## Written problem A
Answer these questions about the message on "List of Americans":
(i) Who sent it?
(ii) On what date was it sent?
(iii) What three things does the writer say the sourcebook should avoid causing?
## Written problem B
Take the message on "List of Americans" further, continuing the writer's argument in the same voice from its last sentence.

## Provided text
--- BEGIN ---
[WikiEN-l] election

james duffy jtdirl at hotmail.com
Fri Feb 28 04:59:06 UTC 2003


I would be dead set against 'List of Americans'. America has two meanings. 
It can be state-specific, the US, or geography-specific, the continent of 
America. We have to be ultra-careful to remember that Wiki is meant to be a 
world-wide sourcebook, which means avoiding causing (1) confusion, (2) 
unnecessary offence, (3) inaccuracy.
--- END ---
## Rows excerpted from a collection
--- BEGIN ---
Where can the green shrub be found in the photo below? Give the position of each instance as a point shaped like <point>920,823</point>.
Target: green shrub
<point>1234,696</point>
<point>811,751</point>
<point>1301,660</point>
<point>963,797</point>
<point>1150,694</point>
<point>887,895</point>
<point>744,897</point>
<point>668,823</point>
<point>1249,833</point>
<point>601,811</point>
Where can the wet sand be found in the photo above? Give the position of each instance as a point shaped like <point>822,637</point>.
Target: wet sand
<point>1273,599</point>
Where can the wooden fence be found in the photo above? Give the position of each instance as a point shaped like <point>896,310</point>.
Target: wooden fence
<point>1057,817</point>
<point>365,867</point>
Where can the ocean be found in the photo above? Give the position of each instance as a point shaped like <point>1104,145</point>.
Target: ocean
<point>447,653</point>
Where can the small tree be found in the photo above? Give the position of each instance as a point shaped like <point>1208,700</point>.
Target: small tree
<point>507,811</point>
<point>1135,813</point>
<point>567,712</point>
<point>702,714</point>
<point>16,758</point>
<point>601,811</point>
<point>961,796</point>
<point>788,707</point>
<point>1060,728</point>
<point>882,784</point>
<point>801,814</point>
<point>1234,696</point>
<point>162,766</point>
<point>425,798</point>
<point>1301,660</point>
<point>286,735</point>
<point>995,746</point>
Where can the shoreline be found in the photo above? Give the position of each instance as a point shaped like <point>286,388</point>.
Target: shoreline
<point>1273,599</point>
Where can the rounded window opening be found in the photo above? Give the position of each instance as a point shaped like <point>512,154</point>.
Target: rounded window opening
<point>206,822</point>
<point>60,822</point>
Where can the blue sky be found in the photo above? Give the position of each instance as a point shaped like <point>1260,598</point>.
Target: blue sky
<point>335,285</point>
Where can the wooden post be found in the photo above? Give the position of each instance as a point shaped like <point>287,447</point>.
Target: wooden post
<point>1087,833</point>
--- END ---
## Exercise output A
(i) james duffy
(ii) Friday, February 28, 2003
(iii) Confusion, unnecessary offence, and inaccuracy

## Exercise output B
'Claiming' US = America sets a precedent that poses the question, what to we 
call the 'continent' and how do we refer to people on the continent who are 
not resident in the US? 'Non-American Americans?'

This same problem exists on the island of Ireland.  Ireland can mean one 
island or two political entities, Northern Ireland and the Republic of 
Ireland, with half the people on Northern Ireland not wanting to be called 
Irish (and taking high offence in being called Irish) and half 'demanding' 
it. The solution there is to call the political entities by their formal 
name, and the geographic entity (the island) simply as Ireland. (And run a 
mile from a 'List of Irish people' - Calling Ian Paisley Irish and you'd be 
picking your teeth up from the ground. Call Gerry Adams 'British' and you'd 
be trying to find your kneecaps!)

The same is true in the UK. England is NOT the island it is on. Using 
England to mean everyone on the island on Great Britain 'english' is liable 
to get you a punch in the face from people in Scotland and Wales, who will 
tell you 'we are bloody well not English and how dare you suggest it!' Just 
because a lot of people thousands of miles might call everyone from that 
island 'English' would be NO EXCUSE for us doing it. Ditto with America.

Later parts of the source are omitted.